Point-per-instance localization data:
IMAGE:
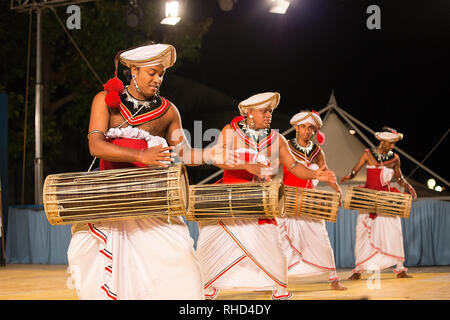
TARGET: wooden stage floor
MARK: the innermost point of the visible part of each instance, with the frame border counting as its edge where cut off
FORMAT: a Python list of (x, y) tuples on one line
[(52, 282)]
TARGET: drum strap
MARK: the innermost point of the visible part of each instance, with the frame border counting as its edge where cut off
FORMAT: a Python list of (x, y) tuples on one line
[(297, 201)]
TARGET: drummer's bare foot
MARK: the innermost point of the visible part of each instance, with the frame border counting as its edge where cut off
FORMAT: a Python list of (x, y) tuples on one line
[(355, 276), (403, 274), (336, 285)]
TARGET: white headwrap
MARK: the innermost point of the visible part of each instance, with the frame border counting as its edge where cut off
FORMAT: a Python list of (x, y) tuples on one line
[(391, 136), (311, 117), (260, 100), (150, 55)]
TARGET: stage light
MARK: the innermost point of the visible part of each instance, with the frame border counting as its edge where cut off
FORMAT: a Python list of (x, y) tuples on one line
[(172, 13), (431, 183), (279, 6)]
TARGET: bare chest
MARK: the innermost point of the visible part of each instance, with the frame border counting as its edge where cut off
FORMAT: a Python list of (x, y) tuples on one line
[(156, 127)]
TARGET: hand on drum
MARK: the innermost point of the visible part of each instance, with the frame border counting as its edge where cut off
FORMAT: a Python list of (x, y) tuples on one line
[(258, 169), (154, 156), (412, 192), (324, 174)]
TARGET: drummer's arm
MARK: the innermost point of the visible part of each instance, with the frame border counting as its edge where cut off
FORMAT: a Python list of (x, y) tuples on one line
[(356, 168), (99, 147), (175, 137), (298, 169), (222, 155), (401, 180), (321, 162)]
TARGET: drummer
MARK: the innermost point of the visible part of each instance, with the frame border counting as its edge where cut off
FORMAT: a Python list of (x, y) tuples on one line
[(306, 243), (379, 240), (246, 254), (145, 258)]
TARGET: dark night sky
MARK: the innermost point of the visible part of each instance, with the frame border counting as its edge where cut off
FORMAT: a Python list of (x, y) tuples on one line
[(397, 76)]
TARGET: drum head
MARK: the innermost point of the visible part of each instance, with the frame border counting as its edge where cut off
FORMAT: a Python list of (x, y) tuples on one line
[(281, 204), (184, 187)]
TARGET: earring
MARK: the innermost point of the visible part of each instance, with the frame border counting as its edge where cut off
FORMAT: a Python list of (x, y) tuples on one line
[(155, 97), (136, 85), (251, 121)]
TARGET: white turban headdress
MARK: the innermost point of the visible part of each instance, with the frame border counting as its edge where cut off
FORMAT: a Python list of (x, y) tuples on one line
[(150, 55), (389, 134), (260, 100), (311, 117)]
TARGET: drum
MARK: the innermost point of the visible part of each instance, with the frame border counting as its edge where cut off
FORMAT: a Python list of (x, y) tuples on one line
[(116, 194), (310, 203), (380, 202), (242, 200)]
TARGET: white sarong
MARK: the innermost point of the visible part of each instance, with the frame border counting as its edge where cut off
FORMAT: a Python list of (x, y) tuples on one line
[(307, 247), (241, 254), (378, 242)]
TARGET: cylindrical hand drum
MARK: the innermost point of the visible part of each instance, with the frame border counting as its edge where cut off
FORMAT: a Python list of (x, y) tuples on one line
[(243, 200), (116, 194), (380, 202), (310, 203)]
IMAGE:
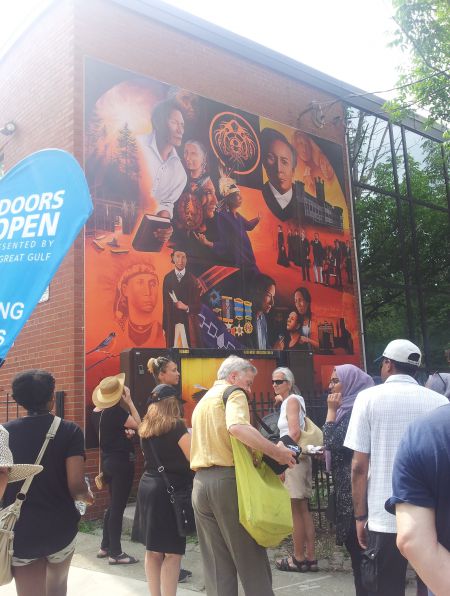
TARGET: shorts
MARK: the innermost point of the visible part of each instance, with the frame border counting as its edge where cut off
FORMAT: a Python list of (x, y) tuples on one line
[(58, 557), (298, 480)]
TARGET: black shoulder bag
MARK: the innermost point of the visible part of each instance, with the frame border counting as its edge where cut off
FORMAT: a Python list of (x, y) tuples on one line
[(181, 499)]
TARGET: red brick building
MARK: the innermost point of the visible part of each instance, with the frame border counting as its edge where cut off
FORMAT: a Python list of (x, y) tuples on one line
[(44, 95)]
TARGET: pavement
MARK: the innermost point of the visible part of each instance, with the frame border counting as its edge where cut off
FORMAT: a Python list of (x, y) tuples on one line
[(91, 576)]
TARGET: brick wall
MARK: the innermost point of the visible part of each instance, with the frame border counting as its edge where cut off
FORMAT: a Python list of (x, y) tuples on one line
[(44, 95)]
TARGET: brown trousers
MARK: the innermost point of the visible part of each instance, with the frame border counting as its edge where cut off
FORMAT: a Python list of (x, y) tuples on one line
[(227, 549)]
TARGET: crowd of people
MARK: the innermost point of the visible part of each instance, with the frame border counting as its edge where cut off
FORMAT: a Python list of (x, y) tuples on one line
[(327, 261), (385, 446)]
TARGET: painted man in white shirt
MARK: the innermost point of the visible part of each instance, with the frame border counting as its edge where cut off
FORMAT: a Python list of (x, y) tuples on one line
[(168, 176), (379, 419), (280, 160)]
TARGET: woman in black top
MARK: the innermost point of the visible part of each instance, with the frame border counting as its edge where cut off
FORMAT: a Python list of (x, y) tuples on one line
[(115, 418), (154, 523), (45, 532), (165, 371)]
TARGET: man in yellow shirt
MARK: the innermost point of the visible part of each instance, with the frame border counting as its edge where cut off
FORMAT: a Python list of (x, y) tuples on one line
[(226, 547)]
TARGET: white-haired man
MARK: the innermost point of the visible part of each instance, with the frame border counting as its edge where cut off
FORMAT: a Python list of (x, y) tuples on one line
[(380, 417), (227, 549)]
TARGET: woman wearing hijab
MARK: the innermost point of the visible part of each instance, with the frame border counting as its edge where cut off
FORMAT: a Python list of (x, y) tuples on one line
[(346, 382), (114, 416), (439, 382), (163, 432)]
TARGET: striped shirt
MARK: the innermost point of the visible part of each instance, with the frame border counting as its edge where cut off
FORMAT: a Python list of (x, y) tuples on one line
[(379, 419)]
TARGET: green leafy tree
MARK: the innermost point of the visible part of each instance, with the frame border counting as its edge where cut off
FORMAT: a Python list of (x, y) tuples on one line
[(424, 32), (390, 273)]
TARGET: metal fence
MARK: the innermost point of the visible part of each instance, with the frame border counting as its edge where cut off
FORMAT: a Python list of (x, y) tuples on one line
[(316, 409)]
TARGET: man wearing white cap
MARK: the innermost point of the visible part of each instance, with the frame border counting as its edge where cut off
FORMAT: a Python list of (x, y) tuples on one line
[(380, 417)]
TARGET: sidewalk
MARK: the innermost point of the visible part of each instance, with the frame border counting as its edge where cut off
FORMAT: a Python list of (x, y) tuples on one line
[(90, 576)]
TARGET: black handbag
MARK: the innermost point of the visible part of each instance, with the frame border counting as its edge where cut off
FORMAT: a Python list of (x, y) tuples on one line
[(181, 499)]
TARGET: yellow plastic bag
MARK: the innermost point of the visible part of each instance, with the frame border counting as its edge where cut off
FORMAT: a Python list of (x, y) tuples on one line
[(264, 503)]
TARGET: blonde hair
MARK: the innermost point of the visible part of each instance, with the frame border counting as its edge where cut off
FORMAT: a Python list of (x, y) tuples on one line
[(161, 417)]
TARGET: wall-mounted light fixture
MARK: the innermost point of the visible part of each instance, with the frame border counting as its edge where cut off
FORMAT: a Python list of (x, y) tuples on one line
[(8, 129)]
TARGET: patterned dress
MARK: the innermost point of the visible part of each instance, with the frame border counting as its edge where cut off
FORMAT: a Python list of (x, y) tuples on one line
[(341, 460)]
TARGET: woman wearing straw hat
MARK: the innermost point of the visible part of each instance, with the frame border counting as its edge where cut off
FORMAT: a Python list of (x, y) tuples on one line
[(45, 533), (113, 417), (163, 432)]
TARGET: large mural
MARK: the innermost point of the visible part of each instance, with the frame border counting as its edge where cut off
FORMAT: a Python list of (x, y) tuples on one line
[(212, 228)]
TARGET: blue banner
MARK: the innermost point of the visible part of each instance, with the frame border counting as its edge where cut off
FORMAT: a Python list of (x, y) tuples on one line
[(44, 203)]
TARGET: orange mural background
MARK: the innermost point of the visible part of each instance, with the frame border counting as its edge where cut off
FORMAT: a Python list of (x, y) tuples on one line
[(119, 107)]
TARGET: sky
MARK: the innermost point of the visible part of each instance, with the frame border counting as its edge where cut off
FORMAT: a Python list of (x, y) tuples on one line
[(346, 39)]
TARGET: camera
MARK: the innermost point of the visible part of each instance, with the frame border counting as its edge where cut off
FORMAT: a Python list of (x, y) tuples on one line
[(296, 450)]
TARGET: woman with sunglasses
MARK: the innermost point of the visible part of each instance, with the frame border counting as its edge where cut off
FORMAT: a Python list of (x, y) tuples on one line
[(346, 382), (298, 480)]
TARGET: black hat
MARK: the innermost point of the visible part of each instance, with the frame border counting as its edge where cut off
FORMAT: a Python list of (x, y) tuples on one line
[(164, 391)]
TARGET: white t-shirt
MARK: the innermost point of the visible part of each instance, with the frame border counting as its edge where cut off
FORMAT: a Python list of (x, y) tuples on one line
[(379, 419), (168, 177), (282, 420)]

YOUR GOAL: Please extract exactly the lines of the data, from the first through the line containing "TARGET: drum strap", and add no pictures to the copy.

REPLY TO THE EXERCISE:
IMAGE:
TARGET: wooden stage floor
MARK: the innermost point of the visible part of each instance, with the frame border counting as its edge where cut off
FORMAT: a Python list of (x, y) tuples on one line
[(52, 282)]
TARGET: drum strap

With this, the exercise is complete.